◆ **Document passage**:
------------------------------------------------------------
This Man Spied on NYC for 2 Years Using Meta’s Smart Glasses, Here’s What He Learned
Artificial intelligence will be what fuels the new smart glasses wars
When I first delved into the world of virtual reality (VR) in 2016, most technology reporters shunned the innovation. That relative vacuum of coverage afforded me a great deal of space within which to experiment and blaze new investigative trails until VR went mainstream with the Meta Quest 2 in 2020.
That blank canvas has also allowed me to develop a nuanced understanding of immersive computing in terms of predicting where the technology might go next. Similarly, I’ve been testing smart glasses since 2018, when I first got my hands on the second generation of Snap’s Spectacles (as well as North’s Focals).
In fact, I documented much of my pandemic experience in New York City using the embedded cameras on Snap’s Spectacles 2 camera glasses that allowed for hands-free documentation of the world around me. From exhaustively capturing the independent street art movement that took over the luxury brand-filled streets of 2020’s post-riot Soho, to the I Am Legend-style emptiness of Times Square, the smart glasses allowed me to bike throughout the city using my eyes to frame the population’s struggle with Covid.
As a rule, the only time I recorded someone without alerting them was when I was in public, attempting to document history or even a possibly unfortunate incident. In social settings and business meetings, I always disclosed the fact that I was wearing smart glasses equipped with cameras, and sometimes even took them off to make the other person feel more comfortable. The lessons of Google Glass and its “glasshole” creepy factor failure have stuck with me, so I’m sensitive to anyone unacquainted with smart glasses.
------------------------------------------------------------
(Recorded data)
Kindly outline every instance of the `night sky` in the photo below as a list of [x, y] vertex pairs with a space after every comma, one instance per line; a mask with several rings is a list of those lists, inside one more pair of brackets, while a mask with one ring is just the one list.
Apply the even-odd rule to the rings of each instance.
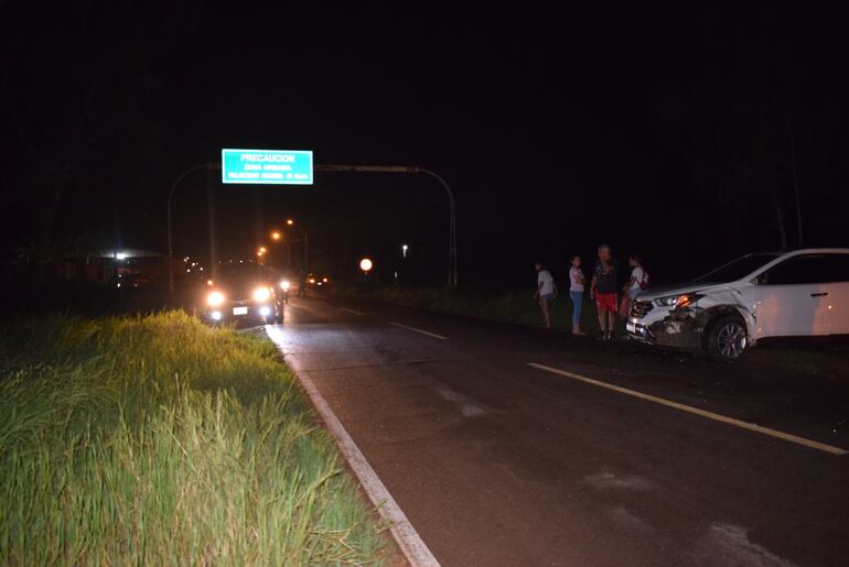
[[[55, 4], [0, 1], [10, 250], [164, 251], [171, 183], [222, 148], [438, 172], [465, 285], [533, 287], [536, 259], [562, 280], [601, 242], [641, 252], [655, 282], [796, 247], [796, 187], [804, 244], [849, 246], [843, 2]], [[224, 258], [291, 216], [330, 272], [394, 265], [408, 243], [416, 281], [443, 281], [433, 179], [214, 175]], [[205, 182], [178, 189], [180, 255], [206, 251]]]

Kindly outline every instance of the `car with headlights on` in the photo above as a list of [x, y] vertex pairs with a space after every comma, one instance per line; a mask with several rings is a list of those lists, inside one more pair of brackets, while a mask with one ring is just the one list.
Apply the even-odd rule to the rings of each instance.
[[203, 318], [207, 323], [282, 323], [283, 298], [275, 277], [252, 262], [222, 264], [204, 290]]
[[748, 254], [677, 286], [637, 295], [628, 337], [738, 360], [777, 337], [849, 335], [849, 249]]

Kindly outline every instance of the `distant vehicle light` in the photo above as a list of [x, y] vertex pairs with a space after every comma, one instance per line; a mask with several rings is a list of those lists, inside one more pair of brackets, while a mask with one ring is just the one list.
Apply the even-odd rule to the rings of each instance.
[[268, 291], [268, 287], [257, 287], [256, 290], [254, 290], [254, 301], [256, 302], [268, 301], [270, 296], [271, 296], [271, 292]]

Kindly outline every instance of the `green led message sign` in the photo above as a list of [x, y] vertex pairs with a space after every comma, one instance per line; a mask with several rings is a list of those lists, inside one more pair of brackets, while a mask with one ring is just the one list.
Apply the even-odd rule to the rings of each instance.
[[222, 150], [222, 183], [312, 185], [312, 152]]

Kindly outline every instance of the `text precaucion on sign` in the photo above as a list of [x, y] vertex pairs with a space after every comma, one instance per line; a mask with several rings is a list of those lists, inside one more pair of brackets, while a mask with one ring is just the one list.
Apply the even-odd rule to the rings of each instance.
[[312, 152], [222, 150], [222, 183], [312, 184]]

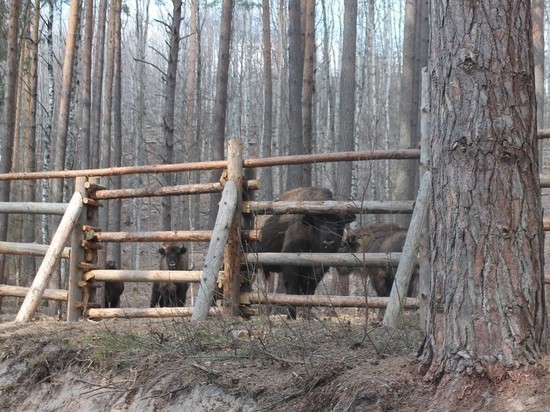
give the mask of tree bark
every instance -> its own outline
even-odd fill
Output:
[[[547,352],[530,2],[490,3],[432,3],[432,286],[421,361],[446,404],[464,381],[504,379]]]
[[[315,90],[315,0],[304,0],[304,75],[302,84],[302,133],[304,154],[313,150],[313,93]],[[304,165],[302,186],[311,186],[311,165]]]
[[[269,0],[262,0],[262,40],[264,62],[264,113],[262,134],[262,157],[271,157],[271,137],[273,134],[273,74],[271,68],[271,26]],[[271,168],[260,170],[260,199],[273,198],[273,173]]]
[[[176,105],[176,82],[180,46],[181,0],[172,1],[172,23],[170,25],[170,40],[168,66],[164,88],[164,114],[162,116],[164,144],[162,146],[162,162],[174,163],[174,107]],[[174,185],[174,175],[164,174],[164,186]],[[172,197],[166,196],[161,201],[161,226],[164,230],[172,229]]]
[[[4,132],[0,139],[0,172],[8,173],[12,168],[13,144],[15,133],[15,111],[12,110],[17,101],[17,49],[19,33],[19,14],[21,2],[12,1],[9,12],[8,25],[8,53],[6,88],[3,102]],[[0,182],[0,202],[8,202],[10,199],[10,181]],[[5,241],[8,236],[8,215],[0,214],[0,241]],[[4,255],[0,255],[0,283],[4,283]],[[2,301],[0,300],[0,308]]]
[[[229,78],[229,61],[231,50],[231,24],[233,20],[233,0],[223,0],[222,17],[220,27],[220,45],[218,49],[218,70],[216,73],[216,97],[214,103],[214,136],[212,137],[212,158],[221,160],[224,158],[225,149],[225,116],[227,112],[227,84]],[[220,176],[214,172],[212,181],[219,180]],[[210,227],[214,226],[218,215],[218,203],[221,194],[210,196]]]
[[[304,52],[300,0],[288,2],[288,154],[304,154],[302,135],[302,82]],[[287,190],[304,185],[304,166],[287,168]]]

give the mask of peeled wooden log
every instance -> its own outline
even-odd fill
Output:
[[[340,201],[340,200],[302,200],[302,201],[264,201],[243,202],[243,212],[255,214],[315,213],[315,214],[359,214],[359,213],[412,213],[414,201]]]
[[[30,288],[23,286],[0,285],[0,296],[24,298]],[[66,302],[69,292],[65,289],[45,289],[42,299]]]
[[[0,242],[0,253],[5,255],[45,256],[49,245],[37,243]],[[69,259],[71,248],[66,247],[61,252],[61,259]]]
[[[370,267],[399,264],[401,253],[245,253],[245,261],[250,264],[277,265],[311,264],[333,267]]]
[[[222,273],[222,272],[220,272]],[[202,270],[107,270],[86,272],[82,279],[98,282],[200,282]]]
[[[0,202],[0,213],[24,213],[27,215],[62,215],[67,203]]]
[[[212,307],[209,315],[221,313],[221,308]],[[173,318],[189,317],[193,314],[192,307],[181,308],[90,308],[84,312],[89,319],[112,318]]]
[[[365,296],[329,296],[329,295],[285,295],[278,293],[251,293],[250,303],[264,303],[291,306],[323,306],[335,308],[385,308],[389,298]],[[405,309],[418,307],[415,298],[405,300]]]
------------------------------------------------------------
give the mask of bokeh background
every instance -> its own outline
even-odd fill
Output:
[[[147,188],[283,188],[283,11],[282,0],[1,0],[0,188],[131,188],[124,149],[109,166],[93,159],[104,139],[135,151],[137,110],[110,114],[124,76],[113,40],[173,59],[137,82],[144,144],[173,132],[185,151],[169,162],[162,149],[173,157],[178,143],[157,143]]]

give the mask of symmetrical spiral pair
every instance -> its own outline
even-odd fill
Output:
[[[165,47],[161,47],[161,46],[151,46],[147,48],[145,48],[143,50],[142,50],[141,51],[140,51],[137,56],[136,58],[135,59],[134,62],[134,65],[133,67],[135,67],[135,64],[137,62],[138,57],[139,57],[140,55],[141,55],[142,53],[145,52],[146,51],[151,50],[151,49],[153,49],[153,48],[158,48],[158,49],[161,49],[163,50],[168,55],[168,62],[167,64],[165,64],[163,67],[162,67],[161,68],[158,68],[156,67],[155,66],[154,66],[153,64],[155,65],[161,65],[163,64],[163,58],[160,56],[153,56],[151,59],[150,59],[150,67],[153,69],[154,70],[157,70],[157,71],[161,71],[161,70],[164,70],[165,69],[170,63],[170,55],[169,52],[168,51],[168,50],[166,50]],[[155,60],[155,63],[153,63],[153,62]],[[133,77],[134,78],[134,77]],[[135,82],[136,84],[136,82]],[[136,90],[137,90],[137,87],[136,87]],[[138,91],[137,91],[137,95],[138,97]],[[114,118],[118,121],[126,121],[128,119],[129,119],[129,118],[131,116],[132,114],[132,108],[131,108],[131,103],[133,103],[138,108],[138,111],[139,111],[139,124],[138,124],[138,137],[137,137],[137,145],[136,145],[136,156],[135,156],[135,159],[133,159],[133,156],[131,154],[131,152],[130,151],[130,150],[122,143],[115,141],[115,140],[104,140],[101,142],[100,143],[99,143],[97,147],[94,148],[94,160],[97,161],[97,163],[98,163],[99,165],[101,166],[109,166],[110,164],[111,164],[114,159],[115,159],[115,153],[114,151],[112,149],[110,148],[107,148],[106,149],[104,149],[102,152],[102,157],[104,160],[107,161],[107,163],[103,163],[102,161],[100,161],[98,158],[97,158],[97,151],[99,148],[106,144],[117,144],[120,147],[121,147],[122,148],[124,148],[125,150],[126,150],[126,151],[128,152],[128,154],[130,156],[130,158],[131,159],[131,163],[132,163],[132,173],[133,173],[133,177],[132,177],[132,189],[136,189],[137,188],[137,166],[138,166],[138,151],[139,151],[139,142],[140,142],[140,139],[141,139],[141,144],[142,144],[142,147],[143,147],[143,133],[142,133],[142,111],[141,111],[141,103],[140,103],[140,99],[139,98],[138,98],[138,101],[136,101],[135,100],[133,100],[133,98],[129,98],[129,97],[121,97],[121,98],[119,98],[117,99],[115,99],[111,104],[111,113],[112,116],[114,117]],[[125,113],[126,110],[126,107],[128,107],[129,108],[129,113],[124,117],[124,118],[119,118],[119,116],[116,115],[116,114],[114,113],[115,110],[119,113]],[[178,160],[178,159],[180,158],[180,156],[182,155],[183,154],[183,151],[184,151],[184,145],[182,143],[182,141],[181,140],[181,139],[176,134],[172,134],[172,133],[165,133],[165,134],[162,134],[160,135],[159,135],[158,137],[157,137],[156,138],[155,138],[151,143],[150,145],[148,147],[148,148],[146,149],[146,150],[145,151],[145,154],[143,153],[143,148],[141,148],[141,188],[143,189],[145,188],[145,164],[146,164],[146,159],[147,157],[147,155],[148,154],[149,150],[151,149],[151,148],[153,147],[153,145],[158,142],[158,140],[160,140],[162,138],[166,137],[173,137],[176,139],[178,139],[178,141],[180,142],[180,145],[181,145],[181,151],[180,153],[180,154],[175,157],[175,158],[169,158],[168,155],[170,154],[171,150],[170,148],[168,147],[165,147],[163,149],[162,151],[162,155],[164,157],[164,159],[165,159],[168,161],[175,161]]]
------------------------------------------------------------
◆ **Questions to answer**:
(A) Answer these questions from the smart glasses article:
(i) In what year did the writer first delve into virtual reality?
(ii) Which device brought VR into the mainstream in 2020?
(iii) Which generation of Snap's Spectacles did the writer first get in 2018?
(B) Copy word for word the stretch of the smart glasses article that opens with the words "This Man Spied" and closes with "as North’s Focals).".
This material is not needed.

◆ **Outputs for the tasks**:
(A)
(i) 2016
(ii) The Meta Quest 2
(iii) The second generation

(B)
This Man Spied on NYC for 2 Years Using Meta’s Smart Glasses, Here’s What He Learned
Artificial intelligence will be what fuels the new smart glasses wars
When I first delved into the world of virtual reality (VR) in 2016, most technology reporters shunned the innovation. That relative vacuum of coverage afforded me a great deal of space within which to experiment and blaze new investigative trails until VR went mainstream with the Meta Quest 2 in 2020.
That blank canvas has also allowed me to develop a nuanced understanding of immersive computing in terms of predicting where the technology might go next. Similarly, I’ve been testing smart glasses since 2018, when I first got my hands on the second generation of Snap’s Spectacles (as well as North’s Focals).